_PERMINTAAN TUGAS 1_:
Jawab pertanyaan berikut berdasarkan artikel tentang Presidensi G20:
(a) Siapa editor artikel ini?
(b) Dua sektor apa yang disebut perlu diperkuat?
(c) Pengalaman pandemi apa yang membuka pemahaman seluruh pihak?
_PERMINTAAN TUGAS 2_:
Tolong tampilkan salinan persis artikel tentang Presidensi G20 dari "Presidensi G20 Indonesia" sampai "masa depan bangsa-bangsa.".

_BAGIAN DOKUMEN_:
# # # # # # #

Presidensi G20 Indonesia Bisa Jadi Momentum Bangun Kesehatan dan Digitalisasi
G20 ini seharusnya mempertajam komitmen bersama untuk memajukan industri kesehatan, karena semua mau adil dan merata
Penulis:
Sanusi
Editor:
Eko Sutriyanto
Laporan Wartawan Tribunnews.com, Sanusi
TRIBUNNEWS.COM, JAKARTA - Presidensi G20 oleh Indonesia merupakan momen penting untuk membahas strategi penguatan sektor kesehatan dan digitalisasi bagi pembangunan masa depan bangsa-bangsa.
Pengalaman pandemi Covid-19 telah membuka pemahaman seluruh pihak untuk mengakselerasi dua sektor vital tersebut.

# # # # # # #

_INFORMASI YANG DIBERIKAN_:

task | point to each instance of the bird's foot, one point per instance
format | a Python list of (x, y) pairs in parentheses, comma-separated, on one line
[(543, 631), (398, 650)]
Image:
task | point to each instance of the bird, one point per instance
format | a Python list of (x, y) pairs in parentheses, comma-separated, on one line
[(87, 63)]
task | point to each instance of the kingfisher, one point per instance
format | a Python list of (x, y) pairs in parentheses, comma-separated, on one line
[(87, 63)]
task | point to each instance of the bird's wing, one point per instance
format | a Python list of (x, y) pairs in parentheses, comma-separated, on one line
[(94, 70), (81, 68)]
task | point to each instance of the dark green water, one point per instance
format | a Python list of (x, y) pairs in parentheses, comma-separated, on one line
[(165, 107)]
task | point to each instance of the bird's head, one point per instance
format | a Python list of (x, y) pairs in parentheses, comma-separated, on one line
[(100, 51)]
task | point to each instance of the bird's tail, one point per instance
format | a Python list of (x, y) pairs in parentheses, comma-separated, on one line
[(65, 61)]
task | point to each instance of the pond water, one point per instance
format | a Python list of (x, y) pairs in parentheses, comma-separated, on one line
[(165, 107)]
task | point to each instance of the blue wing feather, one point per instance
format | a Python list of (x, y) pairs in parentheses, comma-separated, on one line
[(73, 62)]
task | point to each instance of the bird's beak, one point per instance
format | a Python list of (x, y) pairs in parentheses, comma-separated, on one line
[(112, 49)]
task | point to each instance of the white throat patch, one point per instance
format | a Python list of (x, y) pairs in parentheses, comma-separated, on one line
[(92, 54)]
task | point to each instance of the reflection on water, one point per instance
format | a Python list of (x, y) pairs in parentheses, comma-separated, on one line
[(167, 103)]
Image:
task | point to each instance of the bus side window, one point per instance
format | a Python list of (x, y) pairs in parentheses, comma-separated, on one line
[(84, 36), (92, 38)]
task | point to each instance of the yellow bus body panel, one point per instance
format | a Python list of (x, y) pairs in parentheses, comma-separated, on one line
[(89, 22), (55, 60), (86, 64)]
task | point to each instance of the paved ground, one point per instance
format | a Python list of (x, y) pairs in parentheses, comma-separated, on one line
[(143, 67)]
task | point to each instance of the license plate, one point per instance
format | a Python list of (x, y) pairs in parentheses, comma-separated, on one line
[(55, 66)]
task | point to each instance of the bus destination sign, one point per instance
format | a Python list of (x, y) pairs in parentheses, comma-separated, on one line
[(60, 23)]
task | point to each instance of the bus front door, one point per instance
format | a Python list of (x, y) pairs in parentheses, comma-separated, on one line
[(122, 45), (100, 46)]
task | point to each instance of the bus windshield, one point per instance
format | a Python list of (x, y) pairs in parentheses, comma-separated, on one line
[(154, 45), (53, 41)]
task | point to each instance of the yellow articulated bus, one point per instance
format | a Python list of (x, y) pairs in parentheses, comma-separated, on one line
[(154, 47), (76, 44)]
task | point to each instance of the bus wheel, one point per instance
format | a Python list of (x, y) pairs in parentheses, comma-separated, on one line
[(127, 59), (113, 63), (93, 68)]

# # # # # # #

_KOTAK JAWABAN 1_:
(a) Eko Sutriyanto
(b) Kesehatan dan digitalisasi
(c) Pandemi Covid-19

_KOTAK JAWABAN 2_:
Presidensi G20 Indonesia Bisa Jadi Momentum Bangun Kesehatan dan Digitalisasi
G20 ini seharusnya mempertajam komitmen bersama untuk memajukan industri kesehatan, karena semua mau adil dan merata
Penulis:
Sanusi
Editor:
Eko Sutriyanto
Laporan Wartawan Tribunnews.com, Sanusi
TRIBUNNEWS.COM, JAKARTA - Presidensi G20 oleh Indonesia merupakan momen penting untuk membahas strategi penguatan sektor kesehatan dan digitalisasi bagi pembangunan masa depan bangsa-bangsa.